This is music that is very close to Robin Ticciati's heart; he describes Schumann as one of his favourite composers and has often spoken about how important poetry, colour and story are to Schumann's music.

Symphony No 1 ('Spring') blazes and sparkles with joy, Symphony No 2 finds its way carefully through to the safe haven of its final movement, while the much-loved Symphony No 3 (‘Rhenish') moves with huge ease and assurance to a resonant and joyful conclusion. Symphony No 4 is radical in the way each movement attacks the start of the next movement with barely a pause, and in its minute-and-a-half-long, shimmering and horn-call-filled transition to the finale. Under Ticciati and the SCO it is magnificent, the radical, soaring, disturbing and exhilarating symphony Schumann intended.

The SCO's smaller forces bring a lightness of touch and a clarity to the counterpoint; under Ticciati they achieve a sense of movement that no previous recording has.

A 24-bit 192 kHz studio master for this album is available from the Linn Records website.


'Clarity has been a common feature of recent recordings of Schumann's orchestral music, giving the lie yet again to the old canard about his cack-handed orchestral abilities. Here, close reading of the score combines with Philip Hobbs's transparent surround-sound engineering (Perth Concert Hall last November and December) in a recording teeming with revealing detail. Ticciati clearly knows how he wants this music to go and his strong partnership with the Edinburgh players enables him to shape readings notable for their energy and individuality. The Fourth receives a particularly forceful performance, with go-ahead tempi combining with its bolstered orchestration to demonstrate how the earlier version was but a transitory stage in the work's evolution. In the Second, too, Ticciati shows how this is the most uneasy expression of the key of C major, the final songful peroration hard-won through the obsessions of the earlier movements. Throughout, the performances are characterised by a woodwind sweetness that is becoming a trademark of this orchestra. The timpanist uses hard sticks to cut through the texture at strategic moments and brass are doleful or stentorian as required. This is an extremely likeable and beautifully recorded traversal, worthy of standing alongside any of its recent competitors' (Gramophone)

◆ **Exercise set**:
A - In the Schumann album text, retype the passage starting with "Symphony No 1" and going on through "symphony Schumann intended.".
B - According to the Schumann album text, at which venue was the recording made?
C - Translate this sentence from the Schumann album text into Spanish: "The SCO's smaller forces bring a lightness of touch and a clarity to the counterpoint; under Ticciati they achieve a sense of movement that no previous recording has."

◆ **Supplied information**:
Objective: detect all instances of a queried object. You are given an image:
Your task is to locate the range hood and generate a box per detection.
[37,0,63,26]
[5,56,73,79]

◆ **Expected answers**:
A -
Symphony No 1 ('Spring') blazes and sparkles with joy, Symphony No 2 finds its way carefully through to the safe haven of its final movement, while the much-loved Symphony No 3 (‘Rhenish') moves with huge ease and assurance to a resonant and joyful conclusion. Symphony No 4 is radical in the way each movement attacks the start of the next movement with barely a pause, and in its minute-and-a-half-long, shimmering and horn-call-filled transition to the finale. Under Ticciati and the SCO it is magnificent, the radical, soaring, disturbing and exhilarating symphony Schumann intended.

B - Perth Concert Hall.

C - Las fuerzas más reducidas de la SCO aportan ligereza de toque y claridad al contrapunto; bajo la dirección de Ticciati, logran una sensación de movimiento que ninguna grabación anterior tiene.